---- Document excerpt

Gandhi said the use of "vulgar and derogatory language" by Sarma against Leader of Opposition in Rajya Sabha Kharge "is entirely condemnable, shameful, and unacceptable".

"Kharge ji is a senior and popular Dalit leader of the country - his experience, stature, and prestige are unparalleled. Insulting him is not an insult to one individual alone, but also to crores of people from the SC-ST community in this country," he posted.

This, he said, just reflected the "old and premeditated mindset" of the BJP-RSS and was nothing new, the leader of opposition in Lok Sabha said.

"Whether it is the insult to Babasaheb Ambedkar, belittling Dalit leaders, or personal attacks on representatives of the SC-ST community - the history of BJP and RSS bears witness that whenever a Dalit leader speaks the truth, they stoop to humiliate him," he posted.

"This is their ideology, this is their true character and face," he added.

Posing a direct question to the PM, he asked, "do you support Himanta Sarma's use of this language? Your silence is not helplessness, it is consent."

Sarma earlier hit out at Kharge, claiming that he was "speaking like a madman" due to old age, after the latter put the onus on central agencies to probe the charges made against the Assam chief minister.

Slamming the Congress chief, Sarma said, "Kharge is ageing and is speaking like a pagal (madman)."

--------
---- Recorded information

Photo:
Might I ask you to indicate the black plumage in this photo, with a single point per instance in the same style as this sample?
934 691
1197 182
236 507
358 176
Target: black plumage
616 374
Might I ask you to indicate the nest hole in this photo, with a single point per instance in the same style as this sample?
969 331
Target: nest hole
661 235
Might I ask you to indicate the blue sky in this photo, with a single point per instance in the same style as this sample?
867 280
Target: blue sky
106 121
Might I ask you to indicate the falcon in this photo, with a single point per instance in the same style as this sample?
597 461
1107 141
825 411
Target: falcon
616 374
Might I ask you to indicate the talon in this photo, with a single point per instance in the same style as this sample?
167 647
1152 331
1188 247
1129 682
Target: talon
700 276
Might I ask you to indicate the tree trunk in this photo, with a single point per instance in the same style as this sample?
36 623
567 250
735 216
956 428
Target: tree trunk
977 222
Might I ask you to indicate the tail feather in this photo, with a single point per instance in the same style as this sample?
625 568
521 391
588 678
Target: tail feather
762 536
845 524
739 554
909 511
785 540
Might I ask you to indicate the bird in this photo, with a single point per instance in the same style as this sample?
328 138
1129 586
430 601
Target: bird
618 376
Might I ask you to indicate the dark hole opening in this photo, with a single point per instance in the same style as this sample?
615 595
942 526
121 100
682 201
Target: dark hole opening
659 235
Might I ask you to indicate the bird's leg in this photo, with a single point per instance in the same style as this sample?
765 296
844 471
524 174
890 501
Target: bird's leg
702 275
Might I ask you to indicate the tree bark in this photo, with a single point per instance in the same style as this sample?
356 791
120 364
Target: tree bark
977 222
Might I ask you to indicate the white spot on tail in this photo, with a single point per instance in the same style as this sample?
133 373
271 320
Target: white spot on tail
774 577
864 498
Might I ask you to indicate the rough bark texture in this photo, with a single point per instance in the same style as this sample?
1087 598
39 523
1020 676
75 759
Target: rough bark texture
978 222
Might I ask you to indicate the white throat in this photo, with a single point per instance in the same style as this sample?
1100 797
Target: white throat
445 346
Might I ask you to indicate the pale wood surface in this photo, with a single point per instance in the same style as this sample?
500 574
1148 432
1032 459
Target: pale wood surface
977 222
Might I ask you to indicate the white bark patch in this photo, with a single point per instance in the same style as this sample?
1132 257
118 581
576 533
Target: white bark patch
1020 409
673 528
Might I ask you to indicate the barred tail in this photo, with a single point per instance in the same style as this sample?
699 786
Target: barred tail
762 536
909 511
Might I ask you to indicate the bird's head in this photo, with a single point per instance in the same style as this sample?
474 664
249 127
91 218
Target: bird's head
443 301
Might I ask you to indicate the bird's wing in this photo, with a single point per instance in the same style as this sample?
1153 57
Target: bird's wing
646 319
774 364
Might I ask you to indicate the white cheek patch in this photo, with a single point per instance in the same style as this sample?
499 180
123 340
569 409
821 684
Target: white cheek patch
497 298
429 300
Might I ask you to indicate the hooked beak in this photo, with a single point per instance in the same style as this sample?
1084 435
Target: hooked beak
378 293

--------

Exercise tasks:
1) In the news excerpt about Kharge, rewrite the paragraph beginning "Whether it is the insult" more briefly, keeping its main facts.
2) Reproduce the part of the news excerpt about Kharge that opens with the words containing "Posing a direct" and closes with "Assam chief minister.".
3) Decide whether each statement agrees with the news excerpt about Kharge. Answer yes or no, and quote the deciding words.
(a) Sarma claimed Kharge was speaking like a madman because of old age.
(b) Gandhi is described as the leader of opposition in Rajya Sabha.
(c) Gandhi told the PM that his silence is helplessness.

Solutions below:
1) Gandhi posted that insulting Babasaheb Ambedkar, belittling Dalit leaders, and personally attacking SC-ST representatives show a pattern in BJP and RSS history: whenever a Dalit leader speaks the truth, they stoop to humiliate him.

2)
Posing a direct question to the PM, he asked, "do you support Himanta Sarma's use of this language? Your silence is not helplessness, it is consent."

Sarma earlier hit out at Kharge, claiming that he was "speaking like a madman" due to old age, after the latter put the onus on central agencies to probe the charges made against the Assam chief minister.

3)
(a) Yes: "claiming that he was "speaking like a madman" due to old age"
(b) No: "the leader of opposition in Lok Sabha said"
(c) No: "Your silence is not helplessness, it is consent."